● Page text
>>

One of the most underrated slasher films of the early 1980s, Curtains has been dissed by many genre critics, but is tops with me. John Stanley's Creature Features movie guide says of Curtains: "Irritating Canadian slasher film paints characters in muddy fashion. ... There's nothing clever or suspenseful about the murders, and the climax is neither riveting nor surprising. Jonathan Stryker's direction rambles."

The Overlook Encyclopedia laments: "After a conspicuously implausible red herring opening ... Curtains takes off into a drearily pedestrian variation on the masked-marauder theme. ... the script has not bothered to provide [the killer] with a semblance of motivation, any more than it has contrived any logic or suspense in the plotting of the attacks."

I first praised Curtains in the 1980s, in The Journal of Horror Cinema, then in the 1990s in Horror magazine and Horrorfind.  And at least some critics agree with me. In Slasher Films, Kent Byron Armstrong says: "Curtains is a very good slasher film." [Although he misspells Samantha Eggar's name throughout as Egger.]

Incidentally, contrary to Stanley's remarks, Jonathan Stryker is one of the film's characters, not its director. I'd thought it was an "inside joke," but Adam Rockoff reports in Going to Pieces that the real director, Richard Ciupka, was fired or quit mid-shoot "depending to whom you speak". Rockoff regards Curtains as "a decent slasher [film], but one that occasionally hints at greatness that could have been."

Well, I see more than hints at greatness. There is much to recommend Curtains, beginning with Samantha Eggar (The Brood, The Uncanny, Demonoid: Messenger of Death), who here portrays Samantha Sherwood, a classy fortysomething actress at her peak and imminent decline. Curtains also has a sociological dimension, examining two Hollywood customs practiced mostly by men: Riding a superstar wife's coattails to success, and dumping an aging wife. These customs are not necessarily connected. The discarded wife is often a quiet helpmate, not a star. But Curtains combines these themes to fine effect. And finally, there is a generous body count.

<<

● Task description
According to the review of Curtains, who was the film's real director?

[Part of a data file]
>>

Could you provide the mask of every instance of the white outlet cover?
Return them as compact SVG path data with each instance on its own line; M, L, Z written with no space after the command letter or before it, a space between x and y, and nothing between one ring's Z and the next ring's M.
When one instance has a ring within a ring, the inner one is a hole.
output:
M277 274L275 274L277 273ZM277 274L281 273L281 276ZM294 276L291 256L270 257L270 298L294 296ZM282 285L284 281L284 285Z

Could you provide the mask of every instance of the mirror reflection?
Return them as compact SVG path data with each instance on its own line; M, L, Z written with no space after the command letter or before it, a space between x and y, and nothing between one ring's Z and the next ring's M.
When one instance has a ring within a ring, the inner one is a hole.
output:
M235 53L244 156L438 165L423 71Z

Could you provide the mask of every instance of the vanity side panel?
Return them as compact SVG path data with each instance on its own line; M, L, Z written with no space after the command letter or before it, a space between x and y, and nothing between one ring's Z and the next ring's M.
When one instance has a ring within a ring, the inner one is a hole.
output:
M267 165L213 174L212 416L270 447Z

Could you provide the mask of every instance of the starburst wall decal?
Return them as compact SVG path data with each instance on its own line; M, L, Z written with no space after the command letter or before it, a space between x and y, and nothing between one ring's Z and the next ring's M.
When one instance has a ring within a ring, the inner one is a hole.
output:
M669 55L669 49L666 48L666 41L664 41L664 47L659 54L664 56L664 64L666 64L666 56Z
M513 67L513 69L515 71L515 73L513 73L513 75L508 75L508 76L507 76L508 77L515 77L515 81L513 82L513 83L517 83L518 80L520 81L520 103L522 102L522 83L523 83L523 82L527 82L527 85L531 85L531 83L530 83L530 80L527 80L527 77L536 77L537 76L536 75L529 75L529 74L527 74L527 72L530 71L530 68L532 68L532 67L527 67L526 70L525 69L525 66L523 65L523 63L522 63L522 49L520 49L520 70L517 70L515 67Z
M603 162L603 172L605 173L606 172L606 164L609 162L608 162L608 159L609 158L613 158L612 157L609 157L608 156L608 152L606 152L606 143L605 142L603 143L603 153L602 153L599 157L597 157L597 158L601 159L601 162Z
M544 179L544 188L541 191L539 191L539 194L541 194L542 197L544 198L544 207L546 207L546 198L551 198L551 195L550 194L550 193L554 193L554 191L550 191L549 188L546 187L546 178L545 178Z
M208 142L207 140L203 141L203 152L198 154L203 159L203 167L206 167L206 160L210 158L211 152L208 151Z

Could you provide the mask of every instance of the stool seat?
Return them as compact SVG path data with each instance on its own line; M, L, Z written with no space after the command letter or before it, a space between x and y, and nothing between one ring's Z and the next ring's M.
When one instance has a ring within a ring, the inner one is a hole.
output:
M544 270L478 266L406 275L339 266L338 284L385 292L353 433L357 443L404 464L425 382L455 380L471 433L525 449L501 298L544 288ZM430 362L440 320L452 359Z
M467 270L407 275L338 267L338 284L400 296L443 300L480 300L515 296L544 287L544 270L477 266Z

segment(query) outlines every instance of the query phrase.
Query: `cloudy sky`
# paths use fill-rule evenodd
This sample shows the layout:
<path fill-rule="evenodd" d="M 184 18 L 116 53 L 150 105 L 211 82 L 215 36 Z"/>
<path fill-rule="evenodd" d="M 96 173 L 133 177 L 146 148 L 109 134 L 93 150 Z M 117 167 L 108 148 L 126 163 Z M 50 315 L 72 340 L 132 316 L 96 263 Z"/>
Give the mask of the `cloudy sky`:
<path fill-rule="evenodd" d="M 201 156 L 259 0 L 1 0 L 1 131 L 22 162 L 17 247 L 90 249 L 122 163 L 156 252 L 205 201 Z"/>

<<

● Task solution
Richard Ciupka.